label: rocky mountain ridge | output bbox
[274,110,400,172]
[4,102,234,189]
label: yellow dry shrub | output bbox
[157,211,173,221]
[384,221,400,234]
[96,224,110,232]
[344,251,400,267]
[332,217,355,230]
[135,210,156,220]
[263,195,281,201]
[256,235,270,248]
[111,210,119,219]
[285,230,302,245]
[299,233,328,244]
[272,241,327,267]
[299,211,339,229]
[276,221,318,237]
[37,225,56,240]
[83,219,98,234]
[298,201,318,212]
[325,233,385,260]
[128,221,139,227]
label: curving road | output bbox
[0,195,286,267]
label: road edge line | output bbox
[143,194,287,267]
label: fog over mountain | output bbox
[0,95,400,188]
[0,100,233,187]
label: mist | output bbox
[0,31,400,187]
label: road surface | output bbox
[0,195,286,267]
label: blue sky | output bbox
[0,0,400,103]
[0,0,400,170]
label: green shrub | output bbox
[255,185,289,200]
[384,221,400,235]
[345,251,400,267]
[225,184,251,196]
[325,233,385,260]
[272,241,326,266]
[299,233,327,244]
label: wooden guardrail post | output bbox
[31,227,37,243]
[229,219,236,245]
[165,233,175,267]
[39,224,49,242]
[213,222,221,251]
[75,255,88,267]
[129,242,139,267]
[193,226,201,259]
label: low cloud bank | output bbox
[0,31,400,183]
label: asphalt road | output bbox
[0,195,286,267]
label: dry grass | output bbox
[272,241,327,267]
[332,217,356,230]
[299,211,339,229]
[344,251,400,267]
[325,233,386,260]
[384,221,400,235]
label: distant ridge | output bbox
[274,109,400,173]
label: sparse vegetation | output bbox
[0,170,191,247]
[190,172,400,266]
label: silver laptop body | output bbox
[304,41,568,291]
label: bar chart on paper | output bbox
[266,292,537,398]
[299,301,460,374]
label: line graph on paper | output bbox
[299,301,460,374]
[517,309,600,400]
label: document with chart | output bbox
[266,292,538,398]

* * *

Problem details: Repeat every item above word for word, in the same order.

Task output:
label: rocky mountain ridge | output bbox
[274,110,400,172]
[4,102,234,189]
label: yellow dry shrub | output bbox
[157,211,173,221]
[384,221,400,234]
[96,224,110,232]
[344,251,400,267]
[332,217,355,230]
[135,210,156,220]
[263,195,281,201]
[256,235,270,248]
[111,210,119,219]
[285,230,302,245]
[299,233,328,244]
[272,241,327,267]
[299,211,339,229]
[276,221,318,237]
[37,225,56,240]
[83,219,98,234]
[298,201,318,212]
[325,233,385,260]
[128,221,139,227]
label: curving road | output bbox
[0,195,286,267]
label: road edge line | output bbox
[143,194,287,267]
label: fog over mountain | output bbox
[0,95,400,188]
[0,100,233,187]
label: mist | output bbox
[0,31,400,187]
label: road surface | output bbox
[0,195,286,267]
label: blue sky | output bbox
[0,0,400,103]
[0,0,400,170]
label: green shrub | output bbox
[255,185,289,200]
[384,221,400,235]
[345,251,400,267]
[225,184,251,196]
[325,233,385,260]
[272,241,326,266]
[299,233,327,244]
label: wooden guardrail post | output bbox
[31,227,37,243]
[229,219,236,245]
[165,233,175,267]
[39,224,49,242]
[213,222,221,251]
[75,255,88,267]
[129,242,139,267]
[193,226,201,259]
label: low cloud bank | output bbox
[0,31,400,183]
label: asphalt road | output bbox
[0,195,286,267]
label: dry grass | output bbox
[272,241,327,267]
[332,217,356,230]
[299,211,339,229]
[344,251,400,267]
[325,233,386,260]
[384,221,400,235]
label: distant ridge | output bbox
[274,109,400,173]
label: sparse vegetation | output bbox
[0,170,191,247]
[190,172,400,266]
label: silver laptop body | output bbox
[304,41,568,291]
label: bar chart on paper | output bbox
[266,292,537,398]
[299,301,460,374]
label: line graph on paper | output bbox
[299,301,460,374]
[517,309,600,400]
label: document with chart | output bbox
[266,292,538,398]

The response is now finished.